== Task instructions ==
Print all of the records below again without a single difference.

== Extracted material ==
Start of Block

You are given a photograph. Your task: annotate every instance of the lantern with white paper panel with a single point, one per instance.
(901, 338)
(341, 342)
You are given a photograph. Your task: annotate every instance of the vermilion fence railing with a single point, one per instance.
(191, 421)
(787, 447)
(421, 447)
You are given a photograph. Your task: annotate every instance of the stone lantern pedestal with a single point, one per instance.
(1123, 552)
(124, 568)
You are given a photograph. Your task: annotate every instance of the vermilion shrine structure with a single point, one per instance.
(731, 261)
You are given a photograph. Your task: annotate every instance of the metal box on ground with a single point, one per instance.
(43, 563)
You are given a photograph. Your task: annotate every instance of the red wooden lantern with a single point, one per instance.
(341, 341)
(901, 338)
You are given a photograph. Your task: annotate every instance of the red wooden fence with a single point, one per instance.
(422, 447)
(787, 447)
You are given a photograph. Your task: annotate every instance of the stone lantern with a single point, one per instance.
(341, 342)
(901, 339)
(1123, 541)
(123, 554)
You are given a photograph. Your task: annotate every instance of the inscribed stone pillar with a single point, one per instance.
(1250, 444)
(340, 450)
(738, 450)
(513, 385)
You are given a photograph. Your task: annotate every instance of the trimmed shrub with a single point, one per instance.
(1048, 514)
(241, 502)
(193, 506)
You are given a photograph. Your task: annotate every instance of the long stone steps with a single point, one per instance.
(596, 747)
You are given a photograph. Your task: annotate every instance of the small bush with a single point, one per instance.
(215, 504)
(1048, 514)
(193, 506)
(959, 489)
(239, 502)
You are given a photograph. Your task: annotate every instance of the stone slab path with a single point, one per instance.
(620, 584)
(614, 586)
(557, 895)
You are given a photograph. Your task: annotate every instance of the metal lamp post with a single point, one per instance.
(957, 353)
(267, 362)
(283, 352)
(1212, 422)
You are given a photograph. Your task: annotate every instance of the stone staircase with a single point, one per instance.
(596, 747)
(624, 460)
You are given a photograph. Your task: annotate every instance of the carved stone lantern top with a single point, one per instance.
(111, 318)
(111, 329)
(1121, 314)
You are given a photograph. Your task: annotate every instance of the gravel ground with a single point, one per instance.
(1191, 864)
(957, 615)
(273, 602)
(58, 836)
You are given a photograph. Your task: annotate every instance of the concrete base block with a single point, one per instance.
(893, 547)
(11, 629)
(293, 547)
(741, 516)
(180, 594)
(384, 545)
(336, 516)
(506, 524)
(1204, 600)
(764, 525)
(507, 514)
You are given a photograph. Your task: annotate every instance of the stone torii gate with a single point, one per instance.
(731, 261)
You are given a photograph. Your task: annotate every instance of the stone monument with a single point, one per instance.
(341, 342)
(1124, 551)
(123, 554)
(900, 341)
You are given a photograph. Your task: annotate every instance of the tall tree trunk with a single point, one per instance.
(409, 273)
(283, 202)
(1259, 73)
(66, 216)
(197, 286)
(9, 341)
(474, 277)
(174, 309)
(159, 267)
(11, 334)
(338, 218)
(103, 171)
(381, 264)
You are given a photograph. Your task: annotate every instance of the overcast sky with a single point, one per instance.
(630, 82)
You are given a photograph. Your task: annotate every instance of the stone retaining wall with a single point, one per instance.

End of Block

== Exercise answer ==
You are given a photograph. Your task: annotate every instance of the lantern with white paper panel with a single point, one per instance.
(901, 338)
(341, 342)
You are given a photograph. Your task: annotate every instance of the vermilion fence railing with a single point, one per instance.
(191, 421)
(787, 447)
(421, 447)
You are given a photograph. Your task: annotate every instance of the stone lantern pedestal with a single point, one per instance.
(1123, 552)
(124, 568)
You are given a photograph. Your task: annotate every instance of the vermilion shrine structure with a single point, one per instance.
(731, 261)
You are given a photograph. Your task: annotate every instance of the metal box on ground with a single point, one per instance.
(43, 563)
You are given a photograph. Your task: annotate every instance of the red wooden lantern with a single point, one per instance.
(341, 341)
(901, 338)
You are given a photograph. Your task: annotate every instance of the red wooden fence with a single point, one per instance.
(422, 447)
(787, 447)
You are given a photograph. Your task: annotate every instance of the stone lantern with a single point, one per instance.
(341, 342)
(901, 339)
(1123, 541)
(123, 554)
You are given a photograph. Your task: annotate every instance of the inscribed stone pillar with a single point, one per instance.
(1250, 444)
(340, 450)
(738, 450)
(513, 385)
You are given a photograph. Your task: annotate every instance of the trimmed shrub with a single point, one per instance.
(1048, 514)
(241, 502)
(193, 506)
You are given a photograph. Your task: annotate every instance of the long stone steps with a single point, one per instance.
(596, 747)
You are given a photograph. Your task: annotate every instance of the small bush with a single point, one per instance.
(215, 504)
(1048, 514)
(193, 506)
(959, 489)
(239, 502)
You are given a photograph. Your task: annotate every instance of the stone slab path with a single point, one per instance.
(620, 584)
(614, 586)
(557, 895)
You are given a photograph. Your task: annotate every instance of the metal lamp post with a single point, one per instance.
(957, 353)
(267, 362)
(283, 352)
(1212, 422)
You are given a photograph. Your task: annotate every instance of the stone staircase with a single point, one per instance.
(596, 747)
(624, 460)
You are given a photograph. Your task: annotate every instance of the carved stone lantern top with a single point, one per instance.
(111, 318)
(111, 329)
(1121, 314)
You are given a photograph. Your task: annotate every instance of the gravel ground with a single point, one per instance.
(1191, 864)
(957, 615)
(273, 602)
(58, 836)
You are given a photograph. Your task: annotate every instance of the concrete base block with a single point, one per instance.
(893, 547)
(11, 629)
(293, 547)
(741, 516)
(180, 594)
(384, 545)
(336, 516)
(506, 524)
(1204, 600)
(764, 525)
(507, 514)
You are given a photograph. Your task: annotate every instance of the stone torii gate with a single point, one per instance.
(731, 261)
You are given a photograph. Your task: annotate every instance of the stone monument with a single point, one per instance.
(341, 342)
(1124, 551)
(123, 554)
(900, 341)
You are given a photograph. Your task: annotate every instance of the tall tree trunk with a single point, one per instance.
(409, 273)
(283, 202)
(1259, 73)
(66, 216)
(197, 286)
(9, 341)
(474, 277)
(174, 309)
(159, 267)
(11, 334)
(338, 218)
(103, 171)
(381, 264)
You are given a photograph. Your task: annotate every instance of the overcast sky with a single point, one per instance.
(630, 82)
You are given a photograph. Your task: annotate every instance of the stone retaining wall with a single point, one per instance.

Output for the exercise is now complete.